**WHAT YOU NEED TO DO:**
- a) According to the album review, which YouTube critic said the album is closer to Japan's legacy of noise/alt/punk than to chart pop?
- b) List every album that the album review names by title.

[Begin SOURCE TEXT]

Review Summary: A distorted celebration of Japanese pop wholesomeness
One of my favourite albums of 2018 was Kero Kero Bonito’s sophomore release, Time n Place
. Building on their debut, which toed a fun-yet-fine line between music and meme, the band produced an indie-pop gem that was equal parts electric creativity and sombre reflection. Noise-pop and distortion factored into the equation frequently but not overwhelmingly and the end product was as thoughtful as it was fun.
Imagine my joy on realising that Haru Nemuri’s full-length debut, released several months prior to Time n Place
not only manipulated genre conventions in a comparable manner but was even prouder and more extravagant in its pop overtones, playing out with irresistible catchiness and a similar bittersweet edge. However, where Kero Kero Bonito were often uncertain, a competent band dipping their toes into new waters, Haru Nemuri’s songs represent a powerhouse of confident songwriting that thrives on irresistible poppiness and loud-as-hell delivery.
One of the most important things to note about Haru to Shura
is that it’s very much a variations-on-a-theme album, the theme in question being a fairly upbeat pop sound that borrows liberally from rock instrumentation, noise and distortion. Some tracks are particularly strident in their noise inclinations (春と修羅 / Spring and Carnage) while others are closer to conventional pop (ナインティーン / Nineteen) but Nemuri’s mode of songwriting is so consistent and the flow of songs is so seamless that there are points at which this might as well be a single album-long song. Some may find it a little close to homogeneity for their liking, but it’s also easy to see this as a fully realised outing of a successful formula.
On the most part the production is decisively ‘pop’ but it stops short of outright glossiness. It’s also an interesting hybrid of acoustic and processed sounds (think Art Angels minus a few sprinklings of sugar and you’ll get the gist). The album couples digital synths and production effects with percussion and guitar parts much closer to a ‘live’ sound. Real guitars meet a plethora of square- and saw-wave tones, percussion gets split between acoustic and electronic depending on the song in question - you get the picture.
This blend is quite significant - it suggests both the social, interpersonal aspects of a band performance and the self-contained musical ruminations of a solitary artist, and consequentially finds itself in an odd halfway house that plays out as digestible but endearingly out of sorts accordingly to either model. YouTube critic Anthony Fantano remarked on how this album is closer to Japan’s legacy of noise/alt/punk than it is to chart pop, and I’d agree to a certain degree, although it’s easy to make a case that any inventive or noisy music is distinct from the mainstream. However I think that its proximity to the world of J-pop is just as interesting than its distinction from it.
This uncertain identity makes me wonder what Nemuri’s live show is like; I imagine it would be moving but insular, the opposite of the shows that make you love feeling part of a crowd, jumping and dancing with everyone around. In my head, Haru Nemuri’s performance would be engrossing and fun, but in the bittersweet way of feeling like one lost soul listening to the music of another, the energy and distortion of which are just a vehicle. Perhaps this is completely inaccurate and her concerts actually go down like licensed riots, but I think this impression is still a pertinent reflection on the music here.

[End SOURCE TEXT]
[Begin MATERIAL SUPPLIED]

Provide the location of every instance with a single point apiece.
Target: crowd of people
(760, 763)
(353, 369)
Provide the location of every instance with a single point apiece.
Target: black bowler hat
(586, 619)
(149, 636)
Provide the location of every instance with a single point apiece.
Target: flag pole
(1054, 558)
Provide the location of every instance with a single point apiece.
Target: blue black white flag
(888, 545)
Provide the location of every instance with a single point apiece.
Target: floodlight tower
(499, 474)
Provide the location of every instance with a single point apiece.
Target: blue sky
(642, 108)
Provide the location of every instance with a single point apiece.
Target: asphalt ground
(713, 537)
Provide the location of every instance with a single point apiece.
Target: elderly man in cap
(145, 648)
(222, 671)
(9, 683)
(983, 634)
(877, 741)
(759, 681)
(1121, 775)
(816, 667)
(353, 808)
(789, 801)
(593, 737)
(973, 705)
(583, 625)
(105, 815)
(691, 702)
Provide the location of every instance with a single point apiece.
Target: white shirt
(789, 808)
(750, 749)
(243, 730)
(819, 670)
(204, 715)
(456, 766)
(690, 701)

[End MATERIAL SUPPLIED]

**OUTPUTS BY TASK:**
- a) Anthony Fantano

- b)
Time n Place
Haru to Shura
Art Angels